▸ PASSAGE FOR REVIEW
——————————

Introduction: Microcassette Tape Delay

This is a guide for those wanting to build a cheap, fun and different 'lo fi' tape delay from microcassette tape dictaphones. Originally I've posted a guide for the build on my site/blog ( but the project has gained a lot of popularity over the past years so I decided to make this my first 'structable in here :-)

What is it and how it works:
It's basically to tape machines with a tape loop going through both through the sides of the cassettes. One machine is set to record, the other is set to play. What happens is that the 'recorder' records the incoming signal onto the tape strip and when the recorded signal enters the 'player' the signal is sent to the output so we can hear it with a delay determined by the amount of time and the distance it took for the signal to go from one head to the other.
The output signal is fed back into the 'recorder' and mixed with the input so a bit of the played signal is re-recorded onto the tape again, therby creating 'repeats' in musical terms. The motors controlling the speed of the tape wheels can be controlled to determine the time it takes for the delayed signal to be played, thereby it's our 'delay time'.

If this is a bit confusing to you, the video should explain most of it. :-)

Step 1: Preparing the Players

First you need to strip the players from the plastic casing. The design may vary depending on the type of dictaphones you've got but the crucial thing is to clear the area around the cassette's (in my case) right side where the motor isn't in your way. That way we can make a small crack in the cassette case in order to allow the tape to travel in a loop between both machines.

Next step is to connect both players to the same power supply and find the points on each pcb where the motor is slowing down or speeding up (depending on what delay time range you are looking for). The faster speed of the motor, the shorter delay time you get and the other way around.
Maybe it's even possible for you to vary the voltage directly to the motor (very good for voltage control!)
Connect a potentiometer where you attach your wires from both players so the speed is the same as in both motors. It's a good idea to get two identical dictaphones if possible as the motors may differ and thereby the speed could too.

After you've done that, attach the players to a wooden board and make an oval hole for the bolts too be able to adjust the distance between the players which is convenient for adjusting the tightness of the tape loop when it's done.

Step 2: Make the Tape Loop

Now for the trickiest part.
Cut two slices in each cassette so they face each other when one players in turned on it's head (see picture in step 1) and measure the length of the tape slice going around both "turn wheels" and the roller in the bottom left side so that it aligns with the pincher, roller and tape head and is kept in place. It's important that the loop is tight but not too tight. Find an instructable for making tape loops if you are not experienced. My approach is too calculate a few milimeters of tape to overlap, tape on the non-magnetic side and cut the excess milimeters of tape afterwards.

When you've made the tape strip for your loop, carefully descent it onto the bottom halfs of the cassettes lying in your players so that the loop goes through the slices in the sides (refer to the pictures in this step)
Tape the top halfs of the cassette on top so it's easy to disassemble when you find out your loop is too tight or loose (be patient for this, as it can be very tricky to get it right. Use pinchers and have a buddy help you hold the loop when you tape it.)

——————————

▸ SUPPLIED DATA

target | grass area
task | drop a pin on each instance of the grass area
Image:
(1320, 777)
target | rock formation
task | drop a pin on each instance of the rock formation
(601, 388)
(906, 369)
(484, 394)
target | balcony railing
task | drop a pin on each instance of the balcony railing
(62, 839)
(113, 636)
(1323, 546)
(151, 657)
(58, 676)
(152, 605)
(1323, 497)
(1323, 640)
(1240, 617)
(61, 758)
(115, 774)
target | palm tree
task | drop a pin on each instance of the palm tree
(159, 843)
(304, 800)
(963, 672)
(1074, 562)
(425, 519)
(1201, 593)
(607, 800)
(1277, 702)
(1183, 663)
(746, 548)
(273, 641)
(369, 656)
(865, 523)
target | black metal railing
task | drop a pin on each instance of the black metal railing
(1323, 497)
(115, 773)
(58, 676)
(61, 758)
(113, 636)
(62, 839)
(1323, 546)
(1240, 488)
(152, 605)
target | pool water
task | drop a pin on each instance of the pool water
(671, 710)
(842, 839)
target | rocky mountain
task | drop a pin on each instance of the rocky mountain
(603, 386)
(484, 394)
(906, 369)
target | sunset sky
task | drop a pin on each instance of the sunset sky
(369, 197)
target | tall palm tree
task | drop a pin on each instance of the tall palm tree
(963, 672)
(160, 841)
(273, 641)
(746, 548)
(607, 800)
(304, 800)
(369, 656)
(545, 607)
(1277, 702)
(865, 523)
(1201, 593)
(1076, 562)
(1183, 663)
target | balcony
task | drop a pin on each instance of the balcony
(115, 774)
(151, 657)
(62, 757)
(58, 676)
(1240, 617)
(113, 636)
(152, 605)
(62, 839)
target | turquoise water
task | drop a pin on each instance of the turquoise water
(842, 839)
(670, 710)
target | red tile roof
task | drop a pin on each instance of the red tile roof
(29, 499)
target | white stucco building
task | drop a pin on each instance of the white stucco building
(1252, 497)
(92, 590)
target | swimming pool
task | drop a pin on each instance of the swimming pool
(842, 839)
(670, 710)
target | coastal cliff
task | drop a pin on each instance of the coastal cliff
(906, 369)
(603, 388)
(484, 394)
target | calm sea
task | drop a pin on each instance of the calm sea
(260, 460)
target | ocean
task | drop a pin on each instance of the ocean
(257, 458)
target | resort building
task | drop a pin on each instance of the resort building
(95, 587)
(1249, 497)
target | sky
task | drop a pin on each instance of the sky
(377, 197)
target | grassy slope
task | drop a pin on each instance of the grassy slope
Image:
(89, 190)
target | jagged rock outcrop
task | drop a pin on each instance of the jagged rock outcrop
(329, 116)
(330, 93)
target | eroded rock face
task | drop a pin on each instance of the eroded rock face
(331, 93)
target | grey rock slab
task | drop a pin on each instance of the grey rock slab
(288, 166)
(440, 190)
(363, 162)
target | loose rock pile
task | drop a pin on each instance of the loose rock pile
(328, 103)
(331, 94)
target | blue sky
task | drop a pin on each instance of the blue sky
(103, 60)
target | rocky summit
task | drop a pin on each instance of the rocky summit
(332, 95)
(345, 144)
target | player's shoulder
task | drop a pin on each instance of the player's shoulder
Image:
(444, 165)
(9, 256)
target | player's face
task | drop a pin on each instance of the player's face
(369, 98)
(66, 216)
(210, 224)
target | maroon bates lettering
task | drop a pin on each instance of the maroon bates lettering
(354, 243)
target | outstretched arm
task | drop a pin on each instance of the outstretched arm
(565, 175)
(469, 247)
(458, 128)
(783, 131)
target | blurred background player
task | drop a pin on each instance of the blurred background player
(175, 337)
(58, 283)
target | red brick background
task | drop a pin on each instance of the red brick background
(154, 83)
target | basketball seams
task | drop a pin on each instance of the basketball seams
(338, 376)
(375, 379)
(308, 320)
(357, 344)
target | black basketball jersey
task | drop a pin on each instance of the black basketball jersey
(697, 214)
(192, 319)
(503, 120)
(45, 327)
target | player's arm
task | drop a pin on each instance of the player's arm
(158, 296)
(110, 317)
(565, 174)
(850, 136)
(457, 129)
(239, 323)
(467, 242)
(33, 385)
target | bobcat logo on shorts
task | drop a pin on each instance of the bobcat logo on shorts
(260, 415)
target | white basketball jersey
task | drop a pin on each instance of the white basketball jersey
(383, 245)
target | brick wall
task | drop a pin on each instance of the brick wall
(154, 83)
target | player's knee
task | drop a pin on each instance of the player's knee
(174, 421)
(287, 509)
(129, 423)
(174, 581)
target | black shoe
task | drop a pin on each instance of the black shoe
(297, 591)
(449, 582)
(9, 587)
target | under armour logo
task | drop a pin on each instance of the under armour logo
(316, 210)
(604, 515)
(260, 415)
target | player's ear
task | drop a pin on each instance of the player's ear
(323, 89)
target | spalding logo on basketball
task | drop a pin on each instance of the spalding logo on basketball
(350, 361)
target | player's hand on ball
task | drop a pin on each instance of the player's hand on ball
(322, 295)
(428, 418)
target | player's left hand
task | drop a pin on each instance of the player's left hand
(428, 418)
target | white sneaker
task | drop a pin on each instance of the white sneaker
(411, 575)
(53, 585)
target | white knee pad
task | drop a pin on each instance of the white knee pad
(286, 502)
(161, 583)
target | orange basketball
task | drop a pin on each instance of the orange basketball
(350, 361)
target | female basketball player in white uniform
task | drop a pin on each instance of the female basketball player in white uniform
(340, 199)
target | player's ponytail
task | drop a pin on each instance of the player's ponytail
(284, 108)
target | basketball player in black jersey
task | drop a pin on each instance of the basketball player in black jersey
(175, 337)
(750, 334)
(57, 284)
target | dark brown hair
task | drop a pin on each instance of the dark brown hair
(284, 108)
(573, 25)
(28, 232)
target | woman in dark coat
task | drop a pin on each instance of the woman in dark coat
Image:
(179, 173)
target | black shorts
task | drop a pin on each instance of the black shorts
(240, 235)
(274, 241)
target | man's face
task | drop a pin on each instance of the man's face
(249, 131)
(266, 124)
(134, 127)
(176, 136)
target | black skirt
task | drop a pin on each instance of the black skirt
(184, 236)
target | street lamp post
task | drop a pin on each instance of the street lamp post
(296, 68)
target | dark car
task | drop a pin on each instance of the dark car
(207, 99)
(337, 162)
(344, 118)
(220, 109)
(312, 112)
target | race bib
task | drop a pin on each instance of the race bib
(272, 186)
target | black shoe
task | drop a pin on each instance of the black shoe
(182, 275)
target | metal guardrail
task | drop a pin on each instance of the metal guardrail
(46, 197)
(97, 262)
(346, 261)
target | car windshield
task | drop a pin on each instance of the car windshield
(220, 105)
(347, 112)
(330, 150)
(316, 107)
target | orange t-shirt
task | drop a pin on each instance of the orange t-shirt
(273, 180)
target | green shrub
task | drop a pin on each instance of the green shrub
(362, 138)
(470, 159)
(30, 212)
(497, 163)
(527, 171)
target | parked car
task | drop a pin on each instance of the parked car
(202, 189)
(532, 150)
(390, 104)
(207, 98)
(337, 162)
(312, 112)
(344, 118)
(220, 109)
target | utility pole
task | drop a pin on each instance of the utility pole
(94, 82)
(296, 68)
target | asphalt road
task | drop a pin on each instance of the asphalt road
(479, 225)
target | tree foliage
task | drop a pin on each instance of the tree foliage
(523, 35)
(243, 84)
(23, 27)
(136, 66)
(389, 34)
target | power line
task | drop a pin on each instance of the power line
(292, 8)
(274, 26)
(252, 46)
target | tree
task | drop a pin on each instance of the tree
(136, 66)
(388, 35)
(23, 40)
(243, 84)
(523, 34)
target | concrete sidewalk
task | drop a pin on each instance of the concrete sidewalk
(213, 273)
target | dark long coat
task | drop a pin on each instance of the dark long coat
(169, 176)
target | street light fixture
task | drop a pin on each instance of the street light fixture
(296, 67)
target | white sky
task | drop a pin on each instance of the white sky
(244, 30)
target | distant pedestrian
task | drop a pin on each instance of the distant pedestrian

——————————

▸ WHAT THIS EXERCISE ASKS
1. In the microcassette tape delay guide, what happens to the delay time when the motor runs faster?
2. Translate this sentence from the microcassette tape delay guide into Spanish: "It's important that the loop is tight but not too tight."

▸ YOUR RESPONSES
1. The delay time gets shorter.

2. Es importante que el bucle esté tenso, pero no demasiado tenso.